* begin Provided data *

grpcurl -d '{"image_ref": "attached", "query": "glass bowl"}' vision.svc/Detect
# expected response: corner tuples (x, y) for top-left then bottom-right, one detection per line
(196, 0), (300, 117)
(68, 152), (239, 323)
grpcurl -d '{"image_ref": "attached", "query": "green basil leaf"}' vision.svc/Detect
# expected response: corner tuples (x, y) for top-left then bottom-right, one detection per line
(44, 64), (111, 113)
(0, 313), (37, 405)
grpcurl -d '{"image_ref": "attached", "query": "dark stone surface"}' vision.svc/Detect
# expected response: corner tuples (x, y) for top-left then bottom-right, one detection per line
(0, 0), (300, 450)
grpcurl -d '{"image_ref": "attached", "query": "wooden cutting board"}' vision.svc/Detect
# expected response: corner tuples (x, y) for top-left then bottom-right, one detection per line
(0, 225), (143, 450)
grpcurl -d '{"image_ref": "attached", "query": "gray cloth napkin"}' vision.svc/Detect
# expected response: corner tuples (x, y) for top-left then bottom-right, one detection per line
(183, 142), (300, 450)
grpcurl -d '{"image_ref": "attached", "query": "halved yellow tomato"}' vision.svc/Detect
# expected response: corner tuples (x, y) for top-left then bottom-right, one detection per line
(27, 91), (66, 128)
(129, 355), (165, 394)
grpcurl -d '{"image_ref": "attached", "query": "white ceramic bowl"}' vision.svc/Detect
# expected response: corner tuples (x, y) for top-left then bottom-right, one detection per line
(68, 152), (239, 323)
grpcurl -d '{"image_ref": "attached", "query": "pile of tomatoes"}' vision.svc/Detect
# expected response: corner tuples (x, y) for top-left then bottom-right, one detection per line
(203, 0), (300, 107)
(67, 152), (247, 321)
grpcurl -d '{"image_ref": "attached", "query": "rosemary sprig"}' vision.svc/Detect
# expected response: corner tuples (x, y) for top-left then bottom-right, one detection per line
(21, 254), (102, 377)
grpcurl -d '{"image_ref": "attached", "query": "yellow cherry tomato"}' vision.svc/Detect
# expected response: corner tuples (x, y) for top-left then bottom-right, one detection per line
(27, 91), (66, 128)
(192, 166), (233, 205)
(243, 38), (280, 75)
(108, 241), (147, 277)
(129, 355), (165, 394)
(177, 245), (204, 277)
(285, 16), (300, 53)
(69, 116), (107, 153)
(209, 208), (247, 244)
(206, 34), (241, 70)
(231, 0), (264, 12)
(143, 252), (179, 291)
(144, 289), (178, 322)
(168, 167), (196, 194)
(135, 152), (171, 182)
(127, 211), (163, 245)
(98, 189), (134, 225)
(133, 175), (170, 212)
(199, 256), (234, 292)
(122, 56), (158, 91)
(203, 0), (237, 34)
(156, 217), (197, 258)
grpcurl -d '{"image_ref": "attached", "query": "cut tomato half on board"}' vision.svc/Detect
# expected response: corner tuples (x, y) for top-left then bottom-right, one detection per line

* end Provided data *

### Goal
State how many lines in the rows above contain the string "attached". Reply with the number alone.

### Solution to the problem
11